SHORT PROBLEM A:
Gather every line of the records below that contains the word "green", treating uppercase and lowercase letters as different.

DOCUMENT TEXT:
☆ ☆ ☆ ☆ ☆ ☆ ☆

After devaluation, the ruble fell to 50-60% below its predevaluation value.

But a political shift appeared to be taking shape. In elections held in December 1999, political parties supporting economic reform made strong gains in the State Duma, the important lower house of parliament and previously a Communist stronghold.

While the Communist Party won more votes than any other single party, it lost its ability to control legislation. The upstart Unity bloc, put together by the government, did nearly as well as the Communists, strengthening Putin`s position as prime minister and as the politician most likely to succeed the ailing Yeltsin in the presidential election.

The election outcome was not a clear-cut signal of support for economic reform, however. To some extent it also reflected the popularity among Russians of a massive assault by the Russian military, acting at Putin`s direction, against largely Muslim Chechnya. Putin claimed to be responding to anti-Russia terrorism originating in the breakway republic.

Also in 1999, Russia took long-awaited steps to implement a production-sharing agreement (PSA).

☆ ☆ ☆ ☆ ☆ ☆ ☆

DATASET RECORDS:
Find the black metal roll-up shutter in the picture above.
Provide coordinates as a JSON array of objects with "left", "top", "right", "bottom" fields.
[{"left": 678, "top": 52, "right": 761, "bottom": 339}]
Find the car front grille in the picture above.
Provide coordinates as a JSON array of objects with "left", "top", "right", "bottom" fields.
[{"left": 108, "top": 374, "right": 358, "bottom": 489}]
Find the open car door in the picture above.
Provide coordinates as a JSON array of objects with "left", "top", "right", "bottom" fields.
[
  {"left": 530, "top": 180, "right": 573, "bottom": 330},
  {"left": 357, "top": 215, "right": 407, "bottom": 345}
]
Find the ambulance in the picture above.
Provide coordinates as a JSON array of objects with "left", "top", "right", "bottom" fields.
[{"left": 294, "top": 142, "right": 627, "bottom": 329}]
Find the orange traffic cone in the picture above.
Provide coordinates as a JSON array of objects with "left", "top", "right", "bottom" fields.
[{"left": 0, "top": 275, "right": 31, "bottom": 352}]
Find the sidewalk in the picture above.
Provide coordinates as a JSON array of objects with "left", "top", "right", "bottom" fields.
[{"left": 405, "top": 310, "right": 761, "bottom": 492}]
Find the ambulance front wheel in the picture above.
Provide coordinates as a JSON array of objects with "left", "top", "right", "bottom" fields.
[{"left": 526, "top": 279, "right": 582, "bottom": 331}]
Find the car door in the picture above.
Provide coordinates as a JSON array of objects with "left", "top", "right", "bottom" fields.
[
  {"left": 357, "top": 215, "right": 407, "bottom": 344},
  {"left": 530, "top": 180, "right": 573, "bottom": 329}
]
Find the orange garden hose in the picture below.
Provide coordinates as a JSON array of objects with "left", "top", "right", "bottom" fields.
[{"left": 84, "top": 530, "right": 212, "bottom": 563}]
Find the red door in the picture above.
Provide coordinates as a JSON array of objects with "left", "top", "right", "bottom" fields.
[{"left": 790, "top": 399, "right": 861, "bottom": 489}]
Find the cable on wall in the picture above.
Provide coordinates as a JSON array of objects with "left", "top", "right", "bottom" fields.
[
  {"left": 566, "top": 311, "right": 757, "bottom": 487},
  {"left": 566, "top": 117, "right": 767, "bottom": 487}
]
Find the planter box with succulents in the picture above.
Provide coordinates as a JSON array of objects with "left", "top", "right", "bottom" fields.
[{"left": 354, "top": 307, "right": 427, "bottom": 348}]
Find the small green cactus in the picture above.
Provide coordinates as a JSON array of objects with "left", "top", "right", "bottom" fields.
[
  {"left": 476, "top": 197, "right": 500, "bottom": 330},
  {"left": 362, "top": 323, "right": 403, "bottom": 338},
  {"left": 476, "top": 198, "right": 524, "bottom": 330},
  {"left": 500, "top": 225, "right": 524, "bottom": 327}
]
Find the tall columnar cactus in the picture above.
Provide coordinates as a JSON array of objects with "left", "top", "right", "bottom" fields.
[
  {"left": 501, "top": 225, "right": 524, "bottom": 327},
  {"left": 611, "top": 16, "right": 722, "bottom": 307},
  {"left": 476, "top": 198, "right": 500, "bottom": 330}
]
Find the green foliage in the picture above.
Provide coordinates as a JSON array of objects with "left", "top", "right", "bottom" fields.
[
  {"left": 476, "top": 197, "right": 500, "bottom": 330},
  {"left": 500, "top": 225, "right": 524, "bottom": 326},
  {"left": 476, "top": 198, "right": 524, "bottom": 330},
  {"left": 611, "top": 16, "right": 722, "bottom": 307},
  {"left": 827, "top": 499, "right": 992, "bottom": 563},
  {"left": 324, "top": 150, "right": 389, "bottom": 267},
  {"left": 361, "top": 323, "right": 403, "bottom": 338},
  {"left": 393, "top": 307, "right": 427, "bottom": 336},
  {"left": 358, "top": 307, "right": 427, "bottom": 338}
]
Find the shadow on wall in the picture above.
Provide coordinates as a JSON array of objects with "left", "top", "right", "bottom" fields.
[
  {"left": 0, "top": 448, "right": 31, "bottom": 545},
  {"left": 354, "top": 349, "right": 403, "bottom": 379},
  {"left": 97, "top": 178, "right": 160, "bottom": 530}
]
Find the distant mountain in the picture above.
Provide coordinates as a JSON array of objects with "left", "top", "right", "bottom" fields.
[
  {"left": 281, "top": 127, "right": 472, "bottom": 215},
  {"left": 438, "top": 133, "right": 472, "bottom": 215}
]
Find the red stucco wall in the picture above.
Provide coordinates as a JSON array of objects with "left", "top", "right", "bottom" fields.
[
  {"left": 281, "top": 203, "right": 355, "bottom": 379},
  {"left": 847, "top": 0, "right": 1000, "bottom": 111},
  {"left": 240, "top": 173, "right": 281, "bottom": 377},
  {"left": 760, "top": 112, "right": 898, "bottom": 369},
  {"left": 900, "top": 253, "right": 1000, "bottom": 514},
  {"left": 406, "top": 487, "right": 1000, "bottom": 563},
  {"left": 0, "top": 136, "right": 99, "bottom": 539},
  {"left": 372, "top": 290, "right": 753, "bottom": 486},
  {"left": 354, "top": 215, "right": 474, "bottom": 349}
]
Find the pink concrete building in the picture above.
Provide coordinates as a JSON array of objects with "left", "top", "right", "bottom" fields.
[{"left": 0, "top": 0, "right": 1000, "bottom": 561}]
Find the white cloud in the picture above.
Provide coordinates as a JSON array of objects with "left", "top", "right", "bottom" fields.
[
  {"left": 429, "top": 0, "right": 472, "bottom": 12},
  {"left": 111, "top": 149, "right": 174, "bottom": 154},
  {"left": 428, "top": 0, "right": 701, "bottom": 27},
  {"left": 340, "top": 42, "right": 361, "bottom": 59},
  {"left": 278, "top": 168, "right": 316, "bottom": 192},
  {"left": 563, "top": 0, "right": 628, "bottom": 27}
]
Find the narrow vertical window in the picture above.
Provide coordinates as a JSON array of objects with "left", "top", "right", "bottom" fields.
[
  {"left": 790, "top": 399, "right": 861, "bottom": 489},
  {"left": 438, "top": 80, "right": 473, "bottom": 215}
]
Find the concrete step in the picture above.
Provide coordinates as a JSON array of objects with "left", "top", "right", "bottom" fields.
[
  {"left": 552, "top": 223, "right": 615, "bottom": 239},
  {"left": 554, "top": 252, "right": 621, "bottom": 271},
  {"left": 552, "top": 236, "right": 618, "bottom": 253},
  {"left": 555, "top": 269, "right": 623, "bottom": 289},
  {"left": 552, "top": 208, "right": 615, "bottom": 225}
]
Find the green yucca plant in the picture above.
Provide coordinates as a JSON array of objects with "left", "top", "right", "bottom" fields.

☆ ☆ ☆ ☆ ☆ ☆ ☆

SHORT PROBLEM B:
List every political party, electoral bloc, and legislative body named in the passage on Russia's 1999 elections.

EXERCISE OUTPUT A:
Find the small green cactus in the picture above.
Find the green foliage in the picture above.
Find the green yucca plant in the picture above.

EXERCISE OUTPUT B:
State Duma
Communist Party
Unity bloc